[[ SOURCE MATERIAL, beginning ]]
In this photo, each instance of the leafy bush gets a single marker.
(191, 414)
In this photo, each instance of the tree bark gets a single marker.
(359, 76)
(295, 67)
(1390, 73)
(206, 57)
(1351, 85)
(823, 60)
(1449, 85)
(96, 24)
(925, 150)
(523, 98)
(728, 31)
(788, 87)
[[ SOURCE MATERIAL, end ]]
From top to bottom, return the material above unchanged.

EXERCISE RESULT
In this photo, each instance of the leafy bush gets a single marker.
(191, 414)
In this photo, each instance of the tree bark gets a single marker.
(359, 76)
(295, 67)
(1390, 73)
(206, 57)
(1351, 85)
(823, 60)
(1449, 85)
(96, 24)
(925, 150)
(523, 98)
(728, 31)
(788, 87)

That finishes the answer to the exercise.